(Dataset records)
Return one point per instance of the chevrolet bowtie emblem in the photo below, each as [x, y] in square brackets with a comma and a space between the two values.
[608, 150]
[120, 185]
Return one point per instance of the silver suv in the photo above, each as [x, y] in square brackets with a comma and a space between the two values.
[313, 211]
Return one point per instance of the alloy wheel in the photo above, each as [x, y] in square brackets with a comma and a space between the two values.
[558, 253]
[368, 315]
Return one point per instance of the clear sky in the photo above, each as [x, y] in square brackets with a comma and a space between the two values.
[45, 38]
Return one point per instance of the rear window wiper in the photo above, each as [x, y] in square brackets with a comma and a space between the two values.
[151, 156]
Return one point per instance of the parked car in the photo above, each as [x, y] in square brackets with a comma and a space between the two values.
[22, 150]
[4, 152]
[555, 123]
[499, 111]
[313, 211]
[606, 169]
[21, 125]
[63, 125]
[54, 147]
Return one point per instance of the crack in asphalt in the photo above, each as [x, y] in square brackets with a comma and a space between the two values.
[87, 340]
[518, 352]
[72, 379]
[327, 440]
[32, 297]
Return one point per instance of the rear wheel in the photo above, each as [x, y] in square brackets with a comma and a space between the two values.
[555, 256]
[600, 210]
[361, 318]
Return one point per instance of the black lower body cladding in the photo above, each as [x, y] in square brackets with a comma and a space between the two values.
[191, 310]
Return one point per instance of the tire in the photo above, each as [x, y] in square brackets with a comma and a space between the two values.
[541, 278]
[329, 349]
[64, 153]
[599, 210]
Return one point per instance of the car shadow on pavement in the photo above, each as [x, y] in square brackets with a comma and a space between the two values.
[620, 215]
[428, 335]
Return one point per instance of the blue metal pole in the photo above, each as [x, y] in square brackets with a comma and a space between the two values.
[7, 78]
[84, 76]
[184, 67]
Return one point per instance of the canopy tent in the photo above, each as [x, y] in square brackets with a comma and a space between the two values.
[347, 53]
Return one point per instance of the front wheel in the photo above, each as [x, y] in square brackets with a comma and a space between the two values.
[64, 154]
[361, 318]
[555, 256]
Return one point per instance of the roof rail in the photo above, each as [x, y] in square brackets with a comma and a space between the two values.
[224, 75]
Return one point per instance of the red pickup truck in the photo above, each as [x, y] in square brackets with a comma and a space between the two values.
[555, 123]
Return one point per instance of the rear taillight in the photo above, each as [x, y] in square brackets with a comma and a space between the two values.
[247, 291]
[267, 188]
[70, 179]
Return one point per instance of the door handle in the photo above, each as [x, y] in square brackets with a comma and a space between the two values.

_SHORT EXERCISE_. The lines to reproduce run from the one that contains "Return one point per instance of the canopy" through the last line above; copy them exactly.

_OUTPUT_.
Return one point per instance of the canopy tent in the photo above, each as [x, y] in square brackets with a comma and a space between the two values.
[347, 53]
Return one point per instance of the front wheel in the photo above, each as [x, y] in square brackets with a comma and a space between the two values.
[64, 154]
[361, 318]
[555, 256]
Return one point per instance of the roof rail in the photo above, each as [x, y] in square brackets with a comma and a space between the two values.
[224, 75]
Return one point per instance of the red pickup truck in the photo above, each as [x, y] in square brackets with a comma and a space between the two values.
[555, 123]
Return one point per instance of the rear taillight in the photo above, each as [x, y] in square brackets with a comma and a space between the two values.
[247, 291]
[267, 188]
[70, 179]
Return one point per instance of the door handle in the photo above, each as [x, y] in square brackets with a comma and a space between the two values.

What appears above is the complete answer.